### DATA EXTRACT

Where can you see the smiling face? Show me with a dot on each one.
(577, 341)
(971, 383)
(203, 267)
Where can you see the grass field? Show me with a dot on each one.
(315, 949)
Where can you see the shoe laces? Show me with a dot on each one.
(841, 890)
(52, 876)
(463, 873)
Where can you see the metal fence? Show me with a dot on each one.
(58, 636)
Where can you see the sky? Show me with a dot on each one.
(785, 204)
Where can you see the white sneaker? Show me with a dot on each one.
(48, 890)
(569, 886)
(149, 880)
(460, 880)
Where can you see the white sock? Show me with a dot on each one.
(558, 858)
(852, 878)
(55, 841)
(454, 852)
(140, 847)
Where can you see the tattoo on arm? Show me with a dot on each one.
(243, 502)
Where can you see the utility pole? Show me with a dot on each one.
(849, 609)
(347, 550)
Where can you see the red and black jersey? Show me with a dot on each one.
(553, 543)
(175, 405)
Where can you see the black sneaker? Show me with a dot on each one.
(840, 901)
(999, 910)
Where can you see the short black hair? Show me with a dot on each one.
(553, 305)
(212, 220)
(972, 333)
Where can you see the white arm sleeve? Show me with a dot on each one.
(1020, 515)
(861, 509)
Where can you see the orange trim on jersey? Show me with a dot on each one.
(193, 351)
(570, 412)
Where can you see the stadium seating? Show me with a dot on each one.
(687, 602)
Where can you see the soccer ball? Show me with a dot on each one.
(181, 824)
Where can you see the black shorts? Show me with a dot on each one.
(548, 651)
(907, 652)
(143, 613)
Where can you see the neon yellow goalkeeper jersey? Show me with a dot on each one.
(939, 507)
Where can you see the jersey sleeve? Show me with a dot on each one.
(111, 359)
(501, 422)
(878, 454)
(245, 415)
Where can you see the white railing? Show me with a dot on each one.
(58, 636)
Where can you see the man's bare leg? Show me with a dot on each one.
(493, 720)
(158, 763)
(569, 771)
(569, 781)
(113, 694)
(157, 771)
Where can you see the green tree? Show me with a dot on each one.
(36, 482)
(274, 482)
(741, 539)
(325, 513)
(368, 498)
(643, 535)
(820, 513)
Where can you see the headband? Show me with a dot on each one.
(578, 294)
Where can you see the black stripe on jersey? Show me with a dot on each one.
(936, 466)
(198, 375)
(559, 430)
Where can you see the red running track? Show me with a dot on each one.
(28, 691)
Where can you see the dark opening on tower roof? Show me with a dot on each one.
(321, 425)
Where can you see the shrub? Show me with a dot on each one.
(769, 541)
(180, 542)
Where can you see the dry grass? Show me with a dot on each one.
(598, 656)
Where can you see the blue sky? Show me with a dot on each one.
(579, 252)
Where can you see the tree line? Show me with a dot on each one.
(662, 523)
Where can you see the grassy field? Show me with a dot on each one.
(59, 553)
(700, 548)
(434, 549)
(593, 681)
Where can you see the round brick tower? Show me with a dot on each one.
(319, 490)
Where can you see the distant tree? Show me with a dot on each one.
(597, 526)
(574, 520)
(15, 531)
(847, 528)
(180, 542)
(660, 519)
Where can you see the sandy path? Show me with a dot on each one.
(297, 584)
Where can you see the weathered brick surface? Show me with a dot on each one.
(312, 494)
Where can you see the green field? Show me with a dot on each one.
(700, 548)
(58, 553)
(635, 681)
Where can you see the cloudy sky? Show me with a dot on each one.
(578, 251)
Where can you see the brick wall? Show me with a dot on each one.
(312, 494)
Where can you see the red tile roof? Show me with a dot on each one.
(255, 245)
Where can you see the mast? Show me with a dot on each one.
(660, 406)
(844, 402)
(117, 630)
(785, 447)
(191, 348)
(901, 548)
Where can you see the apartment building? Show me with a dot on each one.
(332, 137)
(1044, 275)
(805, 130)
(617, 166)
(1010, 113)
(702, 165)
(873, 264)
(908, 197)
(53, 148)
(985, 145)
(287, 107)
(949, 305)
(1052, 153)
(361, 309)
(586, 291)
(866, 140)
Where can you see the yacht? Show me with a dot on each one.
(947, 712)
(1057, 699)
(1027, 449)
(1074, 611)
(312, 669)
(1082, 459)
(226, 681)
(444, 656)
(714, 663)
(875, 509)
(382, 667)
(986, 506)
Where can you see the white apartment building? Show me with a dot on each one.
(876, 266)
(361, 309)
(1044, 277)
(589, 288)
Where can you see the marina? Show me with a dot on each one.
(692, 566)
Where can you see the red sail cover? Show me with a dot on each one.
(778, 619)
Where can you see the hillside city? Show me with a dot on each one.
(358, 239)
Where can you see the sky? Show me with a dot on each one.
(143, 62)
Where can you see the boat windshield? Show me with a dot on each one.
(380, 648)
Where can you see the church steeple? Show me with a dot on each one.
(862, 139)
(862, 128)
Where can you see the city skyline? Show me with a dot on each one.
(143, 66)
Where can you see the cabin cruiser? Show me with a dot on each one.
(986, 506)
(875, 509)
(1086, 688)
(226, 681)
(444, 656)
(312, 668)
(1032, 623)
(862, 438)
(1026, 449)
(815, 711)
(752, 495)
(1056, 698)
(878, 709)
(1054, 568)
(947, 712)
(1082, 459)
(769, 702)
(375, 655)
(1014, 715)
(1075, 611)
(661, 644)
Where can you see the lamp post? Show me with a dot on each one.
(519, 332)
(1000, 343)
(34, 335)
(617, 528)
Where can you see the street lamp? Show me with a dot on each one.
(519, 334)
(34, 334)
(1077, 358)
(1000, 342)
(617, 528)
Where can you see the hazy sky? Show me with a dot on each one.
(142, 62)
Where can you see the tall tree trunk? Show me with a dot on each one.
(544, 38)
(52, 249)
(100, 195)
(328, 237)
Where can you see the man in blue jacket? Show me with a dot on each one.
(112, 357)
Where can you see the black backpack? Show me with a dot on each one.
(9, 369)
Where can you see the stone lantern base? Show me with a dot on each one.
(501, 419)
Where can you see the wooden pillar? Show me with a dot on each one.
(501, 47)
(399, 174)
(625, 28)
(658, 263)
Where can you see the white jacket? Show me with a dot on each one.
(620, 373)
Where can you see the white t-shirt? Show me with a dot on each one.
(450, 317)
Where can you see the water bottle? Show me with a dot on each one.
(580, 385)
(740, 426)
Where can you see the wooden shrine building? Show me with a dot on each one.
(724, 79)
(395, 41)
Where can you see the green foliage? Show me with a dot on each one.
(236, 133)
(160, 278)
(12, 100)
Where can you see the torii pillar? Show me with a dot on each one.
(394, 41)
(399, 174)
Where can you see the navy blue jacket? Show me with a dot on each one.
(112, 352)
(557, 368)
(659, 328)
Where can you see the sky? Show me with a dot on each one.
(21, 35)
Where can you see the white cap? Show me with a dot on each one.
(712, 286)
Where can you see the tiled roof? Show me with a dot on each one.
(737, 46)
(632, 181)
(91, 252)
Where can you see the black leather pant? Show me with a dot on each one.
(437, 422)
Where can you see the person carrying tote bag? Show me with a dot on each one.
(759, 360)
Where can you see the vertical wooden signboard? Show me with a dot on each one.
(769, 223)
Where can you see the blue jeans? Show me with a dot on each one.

### PROBLEM DESCRIPTION
Starting with the line that contains "Where can you see the torii" and going on through the end of the items, write out every line again, adding 16 to each number in the coordinate pairs and leaving all other lines unchanged.

### ANSWER TO THE EXERCISE
Where can you see the torii pillar? Show me with a dot on each one.
(410, 57)
(415, 190)
Where can you see the navy blue jacket? Show me with a dot on each one.
(128, 368)
(573, 384)
(675, 344)
Where can you see the sky? Show me with a dot on each one.
(37, 51)
Where can you see the white cap? Show me with a dot on each one.
(728, 302)
Where can you see the tiled roof? Show me with a dot on each one.
(753, 62)
(648, 197)
(107, 268)
Where can you see the black leather pant? Show me with a dot on each one.
(453, 438)
Where can you see the person carrying tote bag? Show me with a dot on each one.
(775, 376)
Where can you see the vertical wooden signboard? Show me with a dot on each one.
(785, 239)
Where can you see the blue jeans? Show me with a dot on each one.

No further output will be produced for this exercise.